■ TASK TO COMPLETE ■
Repeat all entries exactly.

■ DATA EXCERPTS ■
###

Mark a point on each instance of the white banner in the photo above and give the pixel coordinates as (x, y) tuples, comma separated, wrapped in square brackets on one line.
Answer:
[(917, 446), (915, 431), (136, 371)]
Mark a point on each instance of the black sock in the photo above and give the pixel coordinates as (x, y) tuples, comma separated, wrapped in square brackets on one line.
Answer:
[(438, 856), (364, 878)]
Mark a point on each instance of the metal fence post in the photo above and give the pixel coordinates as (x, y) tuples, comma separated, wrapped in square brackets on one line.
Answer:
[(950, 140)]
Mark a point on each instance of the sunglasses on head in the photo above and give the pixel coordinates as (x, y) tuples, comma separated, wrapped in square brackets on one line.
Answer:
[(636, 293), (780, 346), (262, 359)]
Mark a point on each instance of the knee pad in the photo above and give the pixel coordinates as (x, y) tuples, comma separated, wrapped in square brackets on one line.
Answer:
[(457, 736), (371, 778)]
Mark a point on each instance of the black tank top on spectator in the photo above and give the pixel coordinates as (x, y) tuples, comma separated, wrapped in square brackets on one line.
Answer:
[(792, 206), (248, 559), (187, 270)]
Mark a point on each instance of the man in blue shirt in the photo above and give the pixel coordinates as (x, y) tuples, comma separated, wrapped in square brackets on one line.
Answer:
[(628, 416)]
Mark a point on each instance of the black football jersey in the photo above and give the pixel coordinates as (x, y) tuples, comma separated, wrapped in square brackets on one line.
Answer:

###

■ EXERCISE OUTPUT ■
Mark a point on each instance of the white banner in the photo above and give the pixel coordinates as (x, y) tuples, comma separated, wrapped in square brackets on one line.
Answer:
[(917, 446), (915, 431), (136, 371)]
Mark a point on each instance of the black sock in the photo above and give the pixel coordinates as (x, y) tuples, comma separated, wrapped in square brackets on one line.
Answer:
[(438, 856), (364, 878)]
Mark a point on each instance of the metal fence post in the photo above and give the pixel coordinates as (x, y) tuples, comma separated, wrapped in square brackets on one line.
Answer:
[(950, 140)]
Mark a point on each instance of the sunglasses on head in the photo above and give the pixel coordinates as (x, y) tuples, comma separated, wrapped in square brackets on one line.
Answer:
[(636, 293), (780, 346), (262, 359)]
Mark a point on each instance of the knee pad in the photo above and give the pixel coordinates as (x, y) tuples, comma separated, wrapped in square brackets on one line.
Answer:
[(457, 736), (371, 778)]
Mark a point on each instance of the black tank top on spectator in the photo above and give the pixel coordinates as (x, y) tuples, comma separated, wrapped in square brackets on one line.
Answer:
[(792, 206), (248, 559), (187, 270)]
Mark a point on each instance of the man in blue shirt in the photo above and give the pixel coordinates as (x, y) tuples, comma separated, wrapped in square brackets on one line.
Answer:
[(628, 416)]
Mark a point on each instance of the black football jersey in the photo above and give the pixel coordinates as (x, y) tuples, comma separated, wrapped in square brackets on one line.
Answer:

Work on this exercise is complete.